[Data extracted from a collection]
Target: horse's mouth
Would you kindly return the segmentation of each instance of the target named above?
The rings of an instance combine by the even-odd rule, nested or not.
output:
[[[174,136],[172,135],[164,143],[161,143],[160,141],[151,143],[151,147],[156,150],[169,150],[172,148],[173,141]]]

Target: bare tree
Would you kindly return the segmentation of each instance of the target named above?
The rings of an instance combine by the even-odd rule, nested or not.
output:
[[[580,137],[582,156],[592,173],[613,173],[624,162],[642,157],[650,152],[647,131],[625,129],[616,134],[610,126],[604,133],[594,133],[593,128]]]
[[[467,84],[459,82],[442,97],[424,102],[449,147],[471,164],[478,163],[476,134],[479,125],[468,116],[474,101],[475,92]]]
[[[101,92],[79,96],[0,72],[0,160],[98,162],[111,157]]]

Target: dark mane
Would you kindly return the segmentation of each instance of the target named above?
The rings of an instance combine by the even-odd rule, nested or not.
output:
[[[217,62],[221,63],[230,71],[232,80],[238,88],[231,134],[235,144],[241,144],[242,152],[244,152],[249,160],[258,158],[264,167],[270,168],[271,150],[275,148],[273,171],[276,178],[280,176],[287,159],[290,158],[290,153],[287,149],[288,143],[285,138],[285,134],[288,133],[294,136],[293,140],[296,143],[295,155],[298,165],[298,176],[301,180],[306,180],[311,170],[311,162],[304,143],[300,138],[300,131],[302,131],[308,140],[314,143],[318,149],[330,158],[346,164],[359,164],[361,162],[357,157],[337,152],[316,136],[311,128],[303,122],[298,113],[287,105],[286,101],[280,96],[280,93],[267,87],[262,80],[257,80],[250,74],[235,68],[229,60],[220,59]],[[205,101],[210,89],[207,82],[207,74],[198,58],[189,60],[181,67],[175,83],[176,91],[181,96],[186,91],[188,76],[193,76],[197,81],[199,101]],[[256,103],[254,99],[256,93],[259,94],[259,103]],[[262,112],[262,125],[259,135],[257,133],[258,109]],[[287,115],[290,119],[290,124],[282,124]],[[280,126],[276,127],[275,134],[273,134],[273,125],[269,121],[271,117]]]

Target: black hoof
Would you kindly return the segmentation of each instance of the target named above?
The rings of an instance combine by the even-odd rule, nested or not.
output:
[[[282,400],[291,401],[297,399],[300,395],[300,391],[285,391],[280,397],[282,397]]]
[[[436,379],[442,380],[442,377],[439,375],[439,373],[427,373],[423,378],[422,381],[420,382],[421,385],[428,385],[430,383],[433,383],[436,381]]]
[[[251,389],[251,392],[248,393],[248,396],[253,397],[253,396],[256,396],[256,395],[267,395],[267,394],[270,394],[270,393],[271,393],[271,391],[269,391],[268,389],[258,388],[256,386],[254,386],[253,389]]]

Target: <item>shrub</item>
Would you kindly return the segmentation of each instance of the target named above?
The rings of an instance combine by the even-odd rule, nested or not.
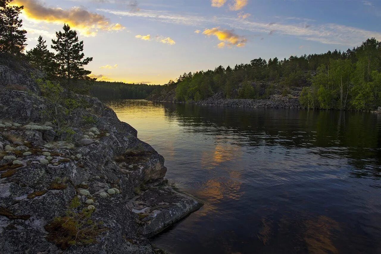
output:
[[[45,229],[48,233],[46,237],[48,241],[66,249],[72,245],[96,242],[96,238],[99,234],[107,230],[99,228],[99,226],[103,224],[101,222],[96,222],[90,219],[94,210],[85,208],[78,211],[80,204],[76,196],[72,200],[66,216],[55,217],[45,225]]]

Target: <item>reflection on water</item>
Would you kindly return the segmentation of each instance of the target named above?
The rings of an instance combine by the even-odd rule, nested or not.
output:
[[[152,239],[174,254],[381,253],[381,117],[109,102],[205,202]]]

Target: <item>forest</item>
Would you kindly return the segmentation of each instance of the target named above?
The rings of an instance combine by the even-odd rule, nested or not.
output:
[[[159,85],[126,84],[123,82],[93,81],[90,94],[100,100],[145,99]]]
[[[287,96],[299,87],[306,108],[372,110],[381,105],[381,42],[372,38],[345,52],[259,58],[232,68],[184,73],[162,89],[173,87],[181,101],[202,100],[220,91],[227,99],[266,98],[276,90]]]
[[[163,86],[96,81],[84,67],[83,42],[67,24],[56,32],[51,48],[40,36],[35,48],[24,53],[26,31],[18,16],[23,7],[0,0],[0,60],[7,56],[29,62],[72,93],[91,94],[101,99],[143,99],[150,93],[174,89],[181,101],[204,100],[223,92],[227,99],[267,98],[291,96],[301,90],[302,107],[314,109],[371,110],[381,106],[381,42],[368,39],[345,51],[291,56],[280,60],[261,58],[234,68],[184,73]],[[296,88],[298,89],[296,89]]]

==

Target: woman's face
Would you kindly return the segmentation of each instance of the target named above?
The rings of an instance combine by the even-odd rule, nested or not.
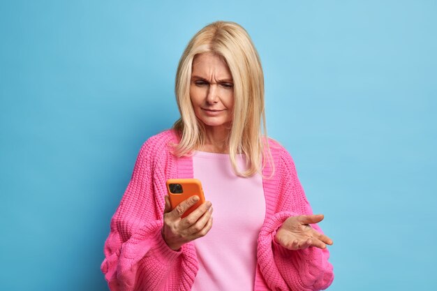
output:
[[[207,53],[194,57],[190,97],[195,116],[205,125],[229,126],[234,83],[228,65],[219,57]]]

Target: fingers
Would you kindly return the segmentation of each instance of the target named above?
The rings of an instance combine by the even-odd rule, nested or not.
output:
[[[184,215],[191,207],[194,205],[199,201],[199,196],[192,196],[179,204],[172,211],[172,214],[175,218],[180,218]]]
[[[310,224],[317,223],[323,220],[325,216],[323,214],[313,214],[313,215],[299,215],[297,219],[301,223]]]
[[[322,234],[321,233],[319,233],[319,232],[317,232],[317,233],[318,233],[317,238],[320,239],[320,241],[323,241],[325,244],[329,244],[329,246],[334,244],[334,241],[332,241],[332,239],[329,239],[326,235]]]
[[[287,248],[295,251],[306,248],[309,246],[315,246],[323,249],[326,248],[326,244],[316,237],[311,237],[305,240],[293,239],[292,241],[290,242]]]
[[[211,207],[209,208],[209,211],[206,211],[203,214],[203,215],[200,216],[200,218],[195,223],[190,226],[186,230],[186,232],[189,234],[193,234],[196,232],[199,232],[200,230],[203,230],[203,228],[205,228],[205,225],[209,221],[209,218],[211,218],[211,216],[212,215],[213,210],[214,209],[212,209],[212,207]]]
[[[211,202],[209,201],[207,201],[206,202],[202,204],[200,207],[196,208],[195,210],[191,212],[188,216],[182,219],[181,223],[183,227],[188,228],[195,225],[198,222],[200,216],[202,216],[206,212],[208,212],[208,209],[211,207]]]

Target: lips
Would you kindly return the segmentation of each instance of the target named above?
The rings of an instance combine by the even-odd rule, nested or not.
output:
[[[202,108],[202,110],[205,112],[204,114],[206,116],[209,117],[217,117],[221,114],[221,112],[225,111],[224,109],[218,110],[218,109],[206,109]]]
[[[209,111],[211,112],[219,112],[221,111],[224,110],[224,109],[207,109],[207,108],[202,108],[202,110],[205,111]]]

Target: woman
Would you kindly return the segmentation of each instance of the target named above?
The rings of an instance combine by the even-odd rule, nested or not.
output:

§ **EXERCISE DESCRIPTION**
Please transcribe the lines of the records word for word, starting at the line that contains "Target: <item>reflection on water</item>" and ending at the line that contains "[[[152,239],[174,254],[381,253],[381,117],[109,102],[205,202]]]", with both of those lines included.

§ **RESULT OF THIS TASK**
Target: <item>reflection on water</item>
Would you kindly return the segmentation of each instance of the target named above?
The rings of an instance combine by the even-odd rule, nested or not.
output:
[[[152,239],[174,254],[381,253],[381,117],[109,102],[205,202]]]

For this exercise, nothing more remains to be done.